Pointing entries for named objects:
____

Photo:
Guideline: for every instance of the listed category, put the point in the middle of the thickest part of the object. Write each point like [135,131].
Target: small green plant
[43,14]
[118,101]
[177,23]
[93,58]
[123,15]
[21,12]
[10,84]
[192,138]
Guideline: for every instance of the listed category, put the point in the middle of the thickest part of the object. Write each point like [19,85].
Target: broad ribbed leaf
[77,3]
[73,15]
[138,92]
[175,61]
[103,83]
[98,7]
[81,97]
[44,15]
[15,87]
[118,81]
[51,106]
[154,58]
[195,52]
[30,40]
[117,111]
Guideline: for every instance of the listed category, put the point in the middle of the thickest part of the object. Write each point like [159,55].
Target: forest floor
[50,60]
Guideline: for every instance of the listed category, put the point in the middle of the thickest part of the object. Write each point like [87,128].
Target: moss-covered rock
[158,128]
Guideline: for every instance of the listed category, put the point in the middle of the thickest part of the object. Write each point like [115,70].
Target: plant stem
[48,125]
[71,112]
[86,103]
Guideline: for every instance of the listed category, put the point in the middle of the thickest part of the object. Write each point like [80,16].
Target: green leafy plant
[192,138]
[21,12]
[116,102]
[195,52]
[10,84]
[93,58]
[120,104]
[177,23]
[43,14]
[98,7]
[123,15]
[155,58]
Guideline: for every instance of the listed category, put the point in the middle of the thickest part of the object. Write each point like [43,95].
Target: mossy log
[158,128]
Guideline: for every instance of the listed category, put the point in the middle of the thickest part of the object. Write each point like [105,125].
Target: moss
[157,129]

____

#### What is expected:
Write out every line of the listing above without changing a single character.

#### Reply:
Photo:
Guideline: for every instance of the listed category, put the point in the middle of the thickest part of the object. Write each point like [135,131].
Target: small green plant
[43,14]
[118,101]
[177,23]
[93,58]
[123,15]
[21,12]
[10,84]
[192,138]
Guideline: for every instance of the listed category, put the point in the middle of the thickest part of the object. Write each point like [19,85].
Target: broad ribbed leaf
[77,3]
[73,15]
[138,92]
[175,61]
[103,83]
[98,7]
[81,97]
[44,15]
[15,87]
[118,81]
[51,106]
[154,58]
[195,52]
[30,40]
[117,111]
Guideline: for every instance of the listed category, put the point in the middle of the thickest part of the object. Write each point like [159,55].
Target: forest floor
[50,60]
Guideline: for every instance of the listed category, put the point in the middle of the thickest part of the object. Write each point like [87,128].
Target: moss-covered rock
[158,128]
Guideline: for every instance of the listed category, put the point in the middle of the thickest part of the object. Write each point like [115,70].
Target: plant stem
[48,125]
[71,112]
[86,103]
Guideline: for every instance of the listed category, put the point in the middle of the thickest part of the object. Write each point like [80,16].
Target: green leafy plant
[192,138]
[21,12]
[116,102]
[195,52]
[10,84]
[93,58]
[120,104]
[177,23]
[43,14]
[98,7]
[123,15]
[155,58]
Guideline: for every instance of the listed category, put the point in the middle of the thickest part of the object. Write each point like [43,95].
Target: mossy log
[158,128]
Guideline: for every instance of the listed category, put the point in the middle of the thickest part of the object. Write each point like [105,125].
Target: moss
[157,129]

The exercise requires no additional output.